▶ Exercise brief:
The whole listing below is to be returned without alteration.

▶ The data:
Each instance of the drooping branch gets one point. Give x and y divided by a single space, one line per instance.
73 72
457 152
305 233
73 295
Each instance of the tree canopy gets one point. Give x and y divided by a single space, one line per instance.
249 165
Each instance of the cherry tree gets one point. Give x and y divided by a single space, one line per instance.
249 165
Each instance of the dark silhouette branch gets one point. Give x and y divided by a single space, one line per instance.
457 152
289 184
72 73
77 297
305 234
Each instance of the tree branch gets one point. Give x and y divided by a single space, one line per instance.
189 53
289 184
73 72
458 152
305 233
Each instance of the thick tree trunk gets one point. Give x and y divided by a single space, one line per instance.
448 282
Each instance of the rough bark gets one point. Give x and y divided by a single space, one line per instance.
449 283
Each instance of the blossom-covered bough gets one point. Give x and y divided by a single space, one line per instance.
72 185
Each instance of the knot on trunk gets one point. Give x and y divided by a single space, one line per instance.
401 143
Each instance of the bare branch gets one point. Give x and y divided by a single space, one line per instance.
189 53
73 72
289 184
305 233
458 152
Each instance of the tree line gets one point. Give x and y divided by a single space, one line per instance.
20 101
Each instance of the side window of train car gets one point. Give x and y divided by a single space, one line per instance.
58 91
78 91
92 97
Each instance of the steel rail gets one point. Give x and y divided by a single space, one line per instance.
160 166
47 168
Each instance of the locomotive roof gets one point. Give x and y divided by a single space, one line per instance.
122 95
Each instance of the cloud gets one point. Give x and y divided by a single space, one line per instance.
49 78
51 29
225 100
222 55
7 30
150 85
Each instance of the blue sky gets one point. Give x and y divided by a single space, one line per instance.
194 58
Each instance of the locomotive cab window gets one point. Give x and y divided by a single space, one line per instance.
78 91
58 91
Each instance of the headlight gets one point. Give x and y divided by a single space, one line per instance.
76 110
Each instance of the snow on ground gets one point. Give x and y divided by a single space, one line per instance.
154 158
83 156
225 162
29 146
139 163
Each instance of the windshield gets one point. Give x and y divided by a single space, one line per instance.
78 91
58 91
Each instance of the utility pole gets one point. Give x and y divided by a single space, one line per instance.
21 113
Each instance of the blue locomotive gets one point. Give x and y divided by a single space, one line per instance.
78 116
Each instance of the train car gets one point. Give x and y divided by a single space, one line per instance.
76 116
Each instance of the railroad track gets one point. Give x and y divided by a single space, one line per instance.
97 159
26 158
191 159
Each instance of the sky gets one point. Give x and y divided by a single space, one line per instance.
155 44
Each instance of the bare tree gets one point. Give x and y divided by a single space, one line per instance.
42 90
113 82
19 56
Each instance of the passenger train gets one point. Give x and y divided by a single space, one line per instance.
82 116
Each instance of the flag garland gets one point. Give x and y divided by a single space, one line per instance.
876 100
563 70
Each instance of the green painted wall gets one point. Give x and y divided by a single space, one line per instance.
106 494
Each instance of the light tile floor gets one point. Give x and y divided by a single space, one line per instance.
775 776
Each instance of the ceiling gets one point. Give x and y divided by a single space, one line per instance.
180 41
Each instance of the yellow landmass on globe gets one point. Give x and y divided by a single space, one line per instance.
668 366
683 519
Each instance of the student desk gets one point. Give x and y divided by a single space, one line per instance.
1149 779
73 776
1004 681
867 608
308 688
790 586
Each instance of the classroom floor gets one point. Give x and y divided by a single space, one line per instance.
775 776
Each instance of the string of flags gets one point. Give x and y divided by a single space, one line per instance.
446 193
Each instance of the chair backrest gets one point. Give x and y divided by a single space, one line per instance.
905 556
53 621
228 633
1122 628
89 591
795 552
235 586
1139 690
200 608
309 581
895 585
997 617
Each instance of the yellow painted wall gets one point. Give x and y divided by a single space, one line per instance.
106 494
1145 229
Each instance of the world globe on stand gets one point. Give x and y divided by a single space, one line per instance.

▶ Your response:
Each instance of the drooping branch gets one point. Give x and y divided by a single space, one line per instance.
73 72
457 152
305 233
73 295
Each instance of the tree canopy gets one point. Give x and y divided by a single space, one line per instance.
249 165
Each instance of the cherry tree gets one point. Give x and y divided by a single space, one line per instance.
249 165
Each instance of the dark silhouette branch gets one point. Give x and y divided by a single space, one line per instance.
457 152
289 184
72 73
77 297
305 234
Each instance of the tree branch gets one point. Give x and y divided by a single space, one line per instance.
189 53
289 184
73 72
458 152
305 233
Each instance of the thick tree trunk gets one point. Give x and y divided by a single space, one line per instance.
448 282
Each instance of the rough bark gets one point. Give x and y divided by a single space, one line per instance.
449 283
Each instance of the blossom-covered bough gets one point. Give x and y divided by a single space, one line per instance.
72 185
Each instance of the knot on trunk gets one point. Give x and y divided by a single space, one line per instance.
401 143
Each instance of the bare branch gets one point. Give x and y divided by a single space, one line per instance.
189 53
73 72
289 184
305 233
458 152
Each instance of the tree line gets one point. Give x and y divided by a single space, one line per instance.
20 101
Each instance of the side window of train car gets one point. Give x and y divided by a single space, one line per instance.
58 91
78 91
92 97
Each instance of the steel rail gets one point. Give x and y divided by a single space, one line per instance.
160 166
47 168
Each instance of the locomotive roof gets one point. Give x and y divided by a single space, one line per instance.
122 95
Each instance of the cloud gets one point. Give x and y divided by a single space, one line per instance.
49 78
51 29
225 100
222 55
7 30
150 85
Each instance of the blue sky gets one point. Give x and y divided by a single space, one line per instance.
194 58
Each instance of the locomotive cab window gets one point. Give x and y divided by a single space, one line per instance.
78 91
58 91
Each instance of the headlight gets one point. Give x and y divided by a single space, one line per instance.
76 110
Each instance of the snow on ground gets one point. Give x and y divided by a single space, one line per instance.
154 158
83 156
225 162
29 146
139 163
Each instance of the windshield gets one point. Give x and y divided by a single space, one line per instance.
78 91
58 91
Each instance of the utility pole gets one point. Give x and y divided by a single space, one line per instance.
21 113
Each instance of the blue locomotive gets one point. Give x and y divided by a single space, one line per instance.
78 116
Each instance of the train car gets one point. Give x and y divided by a single space, one line per instance.
76 116
Each instance of the railroad track gets one point. Give x and y divided by a single space, one line per instance.
97 159
26 158
191 159
Each instance of the sky gets one point. Give x and y divided by a single space, one line per instance.
155 44
Each instance of the bare tree gets one point. Give x and y divided by a single space, one line per instance.
42 90
113 82
19 56
Each instance of the passenger train gets one point. Give x and y divided by a single space, one line per instance.
82 116
Each instance of the flag garland gets one point. Give x and y divided by a single space, one line per instance.
876 100
563 70
Each instance of the green painted wall gets one point. Give x and y divided by a single space, one line per instance.
106 494
Each instance of the light tile floor gets one point. Give x and y divided by a single space, one line per instance.
775 776
Each instance of the ceiling gets one point. Give x and y divided by a single space, one line per instance.
180 41
Each instance of the yellow landmass on globe gets one point. Give x and y divided by a single space, one line per instance.
668 366
683 519
Each instance of the student desk gets one point. Give x and y divided by a single space, one line per instance.
1149 779
73 776
1004 681
867 608
308 688
790 586
Each instance of the classroom floor gets one point. Give x and y divided by a single space, one line per instance.
775 776
Each instance of the string of flags gets one point. Give x and y divided by a single space, one line per instance.
446 193
Each instance of the chair backrest gets one point. Give x and y divided by a single space, one line per instance.
905 556
53 621
228 633
1122 628
89 591
795 552
235 586
1139 690
200 608
309 581
895 585
997 617
Each instance of the yellow painted wall gets one point. Give x and y divided by a single space, one line per instance.
106 494
1145 229
Each instance of the world globe on stand gets one point. Give x and y divided by a single space, one line per instance.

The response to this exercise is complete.